_TEXTO DE ORIGEM_.
***

O consenso da dessemelhança

Que o português falado e escrito no Brasil conserva distanciamentos naturais do português de Portugal e de outras partes do mundo, isso todos já sabem; mas quando o assunto é colocação de pronomes oblíquos átonos, aí a coisa esquenta. Temos nesse objeto uma das maiores, ou talvez a maior das evidências dessa disparidade.
Seja na escrita seja na língua falada, a preferência dos brasileiros é próclise, mesmo que ocorra em abertura de períodos. Sei que os trovões gritadores da dialética gramatical atroaram agora mesmo; por isso, me permitam dizer que há, obviamente, as ressalvas adequadas quando o caso é regulamento culto.
A linguística não nos seria bem útil neste mote? A próclise, justifica Sacconi, é favorita dos brasileiros por causa dos “padrões fonéticos por nós utilizados”, que são diferentes dos aplicados pelos lusitanos.
O Novo Manual da Redação da Folha de São Paulo é particularmente esclarecedor; ele explica:
Os pronomes oblíquos (me, te, se, lhe, o, a, nos, vos) são pronunciados de forma diferente em Portugal e no Brasil. Jamais ocorreria a um português, por menos instruído que fosse, dizer: Me parece que. O e do me praticamente não é pronunciado em Portugal e assim o me antes do parece formaria um encontro consonântico de difícil pronúncia: m'p'rece q. (p. 61, 1992)

***

_MATERIAL FORNECIDO_.
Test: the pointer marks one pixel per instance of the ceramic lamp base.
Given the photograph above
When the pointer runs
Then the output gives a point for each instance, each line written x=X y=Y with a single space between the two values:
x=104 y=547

***

_INSTRUÇÕES_.
A) No texto sobre a colocação dos pronomes oblíquos, a que Sacconi atribui a preferência dos brasileiros pela próclise?
B) Dê continuidade ao texto sobre a colocação dos pronomes oblíquos a partir do ponto em que ele termina.

_RESPOSTAS_.
A) Aos padrões fonéticos usados pelos brasileiros, que são diferentes dos aplicados pelos lusitanos.

B)
Acresço, de forma parentética, ainda outro pensamento de Sacconi:
Não convém usar o hífen nos tempos compostos e nas locuções verbais, pois, na fala brasileira, o pronome oblíquo se liga foneticamente ao verbo principal, e não ao verbo auxiliar, justamente por essa razão é que se ouve e vê comumente:
Vamos nos unir! (Na pronúncia: Vamos nozunir!)
Íamos nos retratar. (Na pronúncia: Vamos nosretratar.)
Mesmo quando aparece um fator de próclise, nos tempos compostos e nas locuções verbais, a preferência, na fala brasileira, é pela colocação do pronome solto entre os verbos. Se não, vejamos:
Não vamos nos aliar a corruptos!
Já íamos nos separar!
Dificilmente entre nós encontramos a colocação típica de Portugal:
Não nos vamos aliar a corruptos!
Ou: Não vamos aliar-nos a corruptos!
nos íamos nos separar!
Ou: Já íamos separar-nos!
Nos tempos compostos, o pronome só não poderá aparecer após o particípio. Assim, temos estas colocações:
Eu me tenho deliciado com Machado de Assis.
Eu tenho me deliciado com Machado de Assis. (Preferida no Brasil)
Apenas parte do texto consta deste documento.